__REQUIREMENTS__
Copy out the data below verbatim.

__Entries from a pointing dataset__
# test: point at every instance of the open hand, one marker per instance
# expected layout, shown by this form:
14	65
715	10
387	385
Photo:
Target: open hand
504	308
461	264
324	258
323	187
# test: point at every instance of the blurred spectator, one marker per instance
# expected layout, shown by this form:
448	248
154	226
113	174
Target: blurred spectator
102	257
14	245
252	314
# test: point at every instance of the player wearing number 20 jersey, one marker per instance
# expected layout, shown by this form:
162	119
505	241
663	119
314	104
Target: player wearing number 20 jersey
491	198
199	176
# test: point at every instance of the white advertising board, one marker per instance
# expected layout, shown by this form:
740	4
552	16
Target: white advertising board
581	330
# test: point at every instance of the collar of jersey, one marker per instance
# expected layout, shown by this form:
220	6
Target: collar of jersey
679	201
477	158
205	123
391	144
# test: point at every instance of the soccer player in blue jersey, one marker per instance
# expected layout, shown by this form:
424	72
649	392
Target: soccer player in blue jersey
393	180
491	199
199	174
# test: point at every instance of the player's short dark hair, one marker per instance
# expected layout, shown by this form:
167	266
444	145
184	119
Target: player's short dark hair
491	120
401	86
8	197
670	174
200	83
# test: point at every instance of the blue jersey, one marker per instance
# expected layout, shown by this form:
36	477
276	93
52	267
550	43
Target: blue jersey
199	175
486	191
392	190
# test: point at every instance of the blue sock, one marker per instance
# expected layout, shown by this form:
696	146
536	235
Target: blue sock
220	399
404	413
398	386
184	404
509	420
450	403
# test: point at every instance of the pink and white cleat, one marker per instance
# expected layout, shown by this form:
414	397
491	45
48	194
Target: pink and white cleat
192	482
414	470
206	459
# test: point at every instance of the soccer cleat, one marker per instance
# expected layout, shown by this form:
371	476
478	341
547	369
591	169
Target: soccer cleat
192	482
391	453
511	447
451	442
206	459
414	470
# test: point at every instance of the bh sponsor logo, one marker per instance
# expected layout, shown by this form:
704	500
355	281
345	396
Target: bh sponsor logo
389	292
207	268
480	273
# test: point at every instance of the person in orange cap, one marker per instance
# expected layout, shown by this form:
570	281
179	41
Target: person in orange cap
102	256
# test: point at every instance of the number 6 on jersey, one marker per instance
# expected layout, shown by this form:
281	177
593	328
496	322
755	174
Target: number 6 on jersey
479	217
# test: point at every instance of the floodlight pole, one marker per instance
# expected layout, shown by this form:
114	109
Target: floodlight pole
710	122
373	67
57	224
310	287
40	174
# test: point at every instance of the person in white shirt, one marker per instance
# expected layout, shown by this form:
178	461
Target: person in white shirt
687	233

__TASK OUTPUT__
# test: point at every instance of the open hand, one marker per instance
# expected layout, shown by this form:
14	65
715	10
387	385
Photo:
Target: open hand
504	308
461	264
324	258
323	187
# test: point at every instance of the blurred spectator, one marker per instance
# expected layout, shown by this form:
448	248
154	226
113	174
Target: blurred spectator
102	257
14	245
252	314
# test: point at every instance of the player wearing number 20 jersey, one marker per instance
# expected layout, shown by this form:
162	119
505	241
663	119
314	104
Target: player wearing number 20 jersey
491	198
199	176
# test: point at every instance of the white advertising board, one marker per instance
# expected layout, shown by this form:
740	4
552	16
Target: white advertising board
581	330
# test: point at every instance of the collar of jersey, one marker per instance
# expected layout, shown by this form:
220	6
Target: collar of jersey
679	201
477	158
205	123
391	144
# test: point at every instance of the soccer player in blue jersey, one marker per instance
# expected layout, shown by this form:
424	72
649	392
Target: soccer player in blue jersey
393	180
491	199
199	174
# test: point at every instance of the player's short dark hair, one marker per instance
# expected layout, shown by this form:
167	266
444	145
184	119
Target: player's short dark hair
491	120
401	86
8	197
670	174
200	83
# test: point at every instance of the blue jersey, one marker per instance
# expected layout, shown by this form:
36	477
276	93
52	267
550	43
Target: blue jersey
199	175
486	191
392	190
# test: point at every instance of the blue sock, one marker per instance
# expected layout, shown by this form:
696	146
536	235
Target: blue sock
220	399
404	413
398	386
184	404
509	420
450	403
# test: point at every instance of the pink and white cleat, one marker per instance
# expected layout, shown by this form:
414	397
491	45
48	194
Target: pink and white cleat
192	482
414	470
206	459
# test: point at every instance of the soccer cleat, one marker per instance
# expected layout, shown by this form:
371	476
478	341
547	369
591	169
Target: soccer cleat
192	482
391	453
511	447
451	442
206	459
414	470
# test: point at every instance of the bh sponsor logo, one marker per instance
# expected layout, shown by this form:
704	500
355	281
345	396
Target: bh sponsor logo
389	292
207	268
480	273
# test: point at every instance of the person in orange cap, one marker per instance
# expected layout, shown by this form:
570	281
179	41
Target: person in orange cap
102	256
# test: point at every instance of the number 6 on jersey, one marker per instance
# expected layout, shown by this form:
281	177
593	328
496	322
755	174
Target: number 6 on jersey
479	217
# test: point at every instance of the floodlight pole, one marker per instance
# expected layout, shown by this form:
114	109
Target: floodlight pole
710	122
373	67
57	224
310	287
40	174
# test: point at every instance of the person in white shirt, one marker per instance
# expected layout, shown by this form:
178	461
Target: person in white shirt
687	233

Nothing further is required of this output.